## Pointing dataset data
────
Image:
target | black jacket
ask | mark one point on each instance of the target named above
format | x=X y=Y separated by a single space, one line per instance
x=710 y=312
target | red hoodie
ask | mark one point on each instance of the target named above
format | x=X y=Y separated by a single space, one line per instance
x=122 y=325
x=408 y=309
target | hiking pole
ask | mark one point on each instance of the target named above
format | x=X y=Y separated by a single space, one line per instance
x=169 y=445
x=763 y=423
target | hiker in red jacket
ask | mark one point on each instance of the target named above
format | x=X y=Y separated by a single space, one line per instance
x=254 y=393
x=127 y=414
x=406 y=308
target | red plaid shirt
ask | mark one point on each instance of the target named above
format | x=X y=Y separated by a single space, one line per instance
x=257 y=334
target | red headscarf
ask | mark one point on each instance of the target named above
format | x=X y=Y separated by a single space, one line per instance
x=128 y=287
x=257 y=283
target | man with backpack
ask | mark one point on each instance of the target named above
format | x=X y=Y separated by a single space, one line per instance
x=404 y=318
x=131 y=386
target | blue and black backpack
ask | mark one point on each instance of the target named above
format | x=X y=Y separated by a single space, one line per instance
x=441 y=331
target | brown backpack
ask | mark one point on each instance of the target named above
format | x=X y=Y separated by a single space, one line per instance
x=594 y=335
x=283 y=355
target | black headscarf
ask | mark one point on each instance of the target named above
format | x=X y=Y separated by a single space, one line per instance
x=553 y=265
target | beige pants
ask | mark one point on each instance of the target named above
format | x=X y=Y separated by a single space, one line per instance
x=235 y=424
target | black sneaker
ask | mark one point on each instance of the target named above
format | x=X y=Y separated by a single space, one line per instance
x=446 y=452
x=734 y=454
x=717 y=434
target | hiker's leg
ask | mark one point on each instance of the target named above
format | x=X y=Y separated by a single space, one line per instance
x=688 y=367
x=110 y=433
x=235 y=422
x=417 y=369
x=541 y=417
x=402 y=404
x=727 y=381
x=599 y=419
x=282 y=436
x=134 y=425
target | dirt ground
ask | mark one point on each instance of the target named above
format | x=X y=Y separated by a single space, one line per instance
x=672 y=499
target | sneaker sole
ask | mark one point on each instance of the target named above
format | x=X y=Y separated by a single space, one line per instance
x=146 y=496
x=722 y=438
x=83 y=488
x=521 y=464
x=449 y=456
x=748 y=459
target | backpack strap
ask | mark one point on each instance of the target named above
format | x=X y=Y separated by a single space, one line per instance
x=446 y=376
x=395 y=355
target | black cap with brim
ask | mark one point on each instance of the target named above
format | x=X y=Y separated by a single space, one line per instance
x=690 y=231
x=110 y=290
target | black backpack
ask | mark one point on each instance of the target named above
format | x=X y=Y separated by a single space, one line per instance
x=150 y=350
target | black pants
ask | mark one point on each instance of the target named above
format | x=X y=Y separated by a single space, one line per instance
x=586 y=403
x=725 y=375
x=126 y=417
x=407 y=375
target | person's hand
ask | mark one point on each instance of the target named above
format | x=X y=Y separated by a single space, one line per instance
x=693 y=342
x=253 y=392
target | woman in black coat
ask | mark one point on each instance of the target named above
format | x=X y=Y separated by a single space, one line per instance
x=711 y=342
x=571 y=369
────
## WHAT YOU HAVE TO DO
Recast the data above as a numbered list, one item per line and with no blank lines.

## EXERCISE OUTPUT
1. Image:
2. target | black jacket
3. ask | mark one point on each instance of the target named above
4. format | x=X y=Y separated by a single space, one line per instance
5. x=710 y=312
6. target | red hoodie
7. ask | mark one point on each instance of the target named above
8. format | x=X y=Y separated by a single space, one line per instance
9. x=122 y=325
10. x=408 y=309
11. target | hiking pole
12. ask | mark one point on each instance of the target named above
13. format | x=X y=Y separated by a single space, one line per instance
14. x=169 y=445
15. x=763 y=423
16. target | hiker in red jacket
17. ask | mark one point on each instance of the target named above
18. format | x=X y=Y separated by a single space, one line per instance
19. x=254 y=393
20. x=127 y=414
21. x=406 y=308
22. target | red plaid shirt
23. ask | mark one point on each instance of the target named above
24. format | x=X y=Y separated by a single space, one line per instance
25. x=257 y=334
26. target | red headscarf
27. ask | mark one point on each instance of the target named above
28. format | x=X y=Y separated by a single space, one line per instance
29. x=128 y=287
30. x=257 y=283
31. target | man with backpack
32. ask | mark one point on each instance of the target named above
33. format | x=X y=Y separated by a single space, one line per instance
34. x=404 y=318
35. x=131 y=386
36. target | blue and black backpack
37. ask | mark one point on each instance of the target named above
38. format | x=X y=Y separated by a single space, one line per instance
39. x=441 y=331
40. target | brown backpack
41. ask | mark one point on each instance of the target named above
42. format | x=X y=Y separated by a single space, one line per instance
43. x=594 y=335
44. x=283 y=355
45. target | black headscarf
46. ask | mark one point on each instance of the target named above
47. format | x=X y=Y separated by a single space, one line per instance
48. x=553 y=265
49. target | beige pants
50. ask | mark one point on each instance of the target named above
51. format | x=X y=Y separated by a single space, one line per instance
52. x=235 y=424
53. target | black sneaker
54. ask | mark one point on each instance of the target named above
55. format | x=X y=Y separated by a single space, one line per instance
56. x=446 y=452
57. x=734 y=454
58. x=717 y=434
59. target | hiker's leg
60. ask | mark one point on each instance of the target named above
61. format | x=X y=Y separated by a single space, one line per instance
62. x=688 y=367
63. x=110 y=433
64. x=235 y=422
65. x=417 y=369
66. x=541 y=417
67. x=402 y=404
68. x=727 y=381
69. x=599 y=419
70. x=282 y=436
71. x=134 y=425
72. target | dirt ground
73. ask | mark one point on each instance of the target named above
74. format | x=X y=Y separated by a single space, one line per instance
75. x=672 y=499
76. target | sneaker sole
77. ask | mark one point on each instance of the target named above
78. format | x=X y=Y separated by a single space, one line per instance
79. x=146 y=496
80. x=722 y=438
81. x=83 y=488
82. x=521 y=464
83. x=449 y=456
84. x=748 y=459
85. target | backpack strap
86. ask | mark one point on each instance of the target named above
87. format | x=X y=Y separated by a single space, one line per instance
88. x=446 y=376
89. x=395 y=355
90. target | black cap with brim
91. ask | mark one point on each instance of the target named above
92. format | x=X y=Y separated by a single space, one line per instance
93. x=690 y=231
94. x=110 y=290
95. target | black backpack
96. ask | mark one point on each instance of the target named above
97. format | x=X y=Y separated by a single space, one line per instance
98. x=150 y=350
99. target | black pants
100. ask | mark one point on each instance of the target named above
101. format | x=X y=Y separated by a single space, one line per instance
102. x=586 y=403
103. x=725 y=375
104. x=126 y=417
105. x=407 y=375
106. target | person's hand
107. ask | mark one point on each instance of the target named above
108. format | x=X y=Y separated by a single space, one line per instance
109. x=693 y=342
110. x=253 y=392
111. target | woman in black coat
112. ask | mark one point on each instance of the target named above
113. format | x=X y=Y separated by a single space, one line per instance
114. x=711 y=342
115. x=571 y=369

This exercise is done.